Gather every line of the data below that contains the word "Segment". Capitalization matters, so count only lines where the word matches letter for letter.

_DATA PROVIDED_
· · ·

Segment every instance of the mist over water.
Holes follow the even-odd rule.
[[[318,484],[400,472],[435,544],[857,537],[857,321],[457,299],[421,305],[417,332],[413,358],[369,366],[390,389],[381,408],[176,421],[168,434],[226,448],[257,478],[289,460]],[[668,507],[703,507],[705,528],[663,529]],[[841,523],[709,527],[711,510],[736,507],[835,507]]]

· · ·

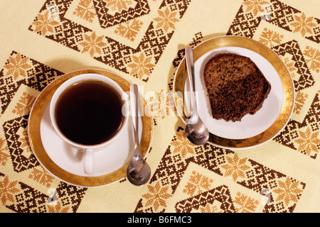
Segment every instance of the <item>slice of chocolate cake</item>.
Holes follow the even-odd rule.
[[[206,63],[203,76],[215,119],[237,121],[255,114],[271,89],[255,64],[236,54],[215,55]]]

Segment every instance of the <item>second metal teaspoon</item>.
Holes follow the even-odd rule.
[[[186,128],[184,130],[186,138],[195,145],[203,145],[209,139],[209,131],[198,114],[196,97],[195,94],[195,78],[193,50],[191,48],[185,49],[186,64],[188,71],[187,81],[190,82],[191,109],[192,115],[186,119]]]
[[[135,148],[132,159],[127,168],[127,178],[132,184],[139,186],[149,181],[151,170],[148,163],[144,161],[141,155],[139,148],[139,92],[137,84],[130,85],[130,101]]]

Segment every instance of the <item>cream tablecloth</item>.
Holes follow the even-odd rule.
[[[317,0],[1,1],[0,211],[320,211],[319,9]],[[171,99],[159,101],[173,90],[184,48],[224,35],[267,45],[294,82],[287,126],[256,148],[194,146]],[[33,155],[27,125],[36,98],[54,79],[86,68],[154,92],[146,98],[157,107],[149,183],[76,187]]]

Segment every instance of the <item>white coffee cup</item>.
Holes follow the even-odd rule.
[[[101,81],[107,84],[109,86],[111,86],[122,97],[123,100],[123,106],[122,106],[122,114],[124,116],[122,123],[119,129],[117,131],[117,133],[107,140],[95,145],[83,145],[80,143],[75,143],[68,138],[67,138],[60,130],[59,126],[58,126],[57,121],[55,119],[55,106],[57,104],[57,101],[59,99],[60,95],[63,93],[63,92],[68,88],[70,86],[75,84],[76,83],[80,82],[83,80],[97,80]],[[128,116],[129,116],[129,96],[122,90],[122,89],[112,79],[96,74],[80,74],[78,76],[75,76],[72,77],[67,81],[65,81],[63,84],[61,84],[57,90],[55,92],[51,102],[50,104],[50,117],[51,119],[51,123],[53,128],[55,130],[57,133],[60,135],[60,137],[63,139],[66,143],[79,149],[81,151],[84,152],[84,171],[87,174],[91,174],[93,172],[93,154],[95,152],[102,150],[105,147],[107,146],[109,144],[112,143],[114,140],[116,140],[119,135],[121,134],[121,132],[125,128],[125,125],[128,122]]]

· · ·

_ANSWER FOR THIS EXERCISE_
Segment every instance of the mist over water.
Segment every instance of the <item>slice of chocolate cake</item>.
Segment every instance of the <item>second metal teaspoon</item>.
Segment every instance of the <item>cream tablecloth</item>.
Segment every instance of the <item>white coffee cup</item>.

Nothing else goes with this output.